Begin Given information
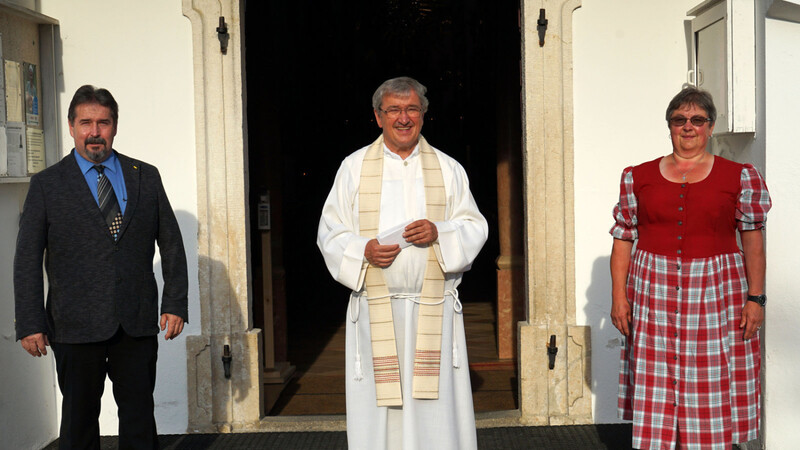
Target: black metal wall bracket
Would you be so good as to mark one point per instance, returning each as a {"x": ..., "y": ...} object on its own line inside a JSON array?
[
  {"x": 541, "y": 26},
  {"x": 552, "y": 350},
  {"x": 226, "y": 361},
  {"x": 222, "y": 34}
]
End Given information
To do: Copy all of the material above word for word, leaving out the picture.

The output:
Target: black metal wall bracket
Would you be so good as to mark one point per instance, returning each as a {"x": ..., "y": ...} object on its own line inside a JSON array?
[
  {"x": 541, "y": 26},
  {"x": 552, "y": 350},
  {"x": 226, "y": 361},
  {"x": 222, "y": 34}
]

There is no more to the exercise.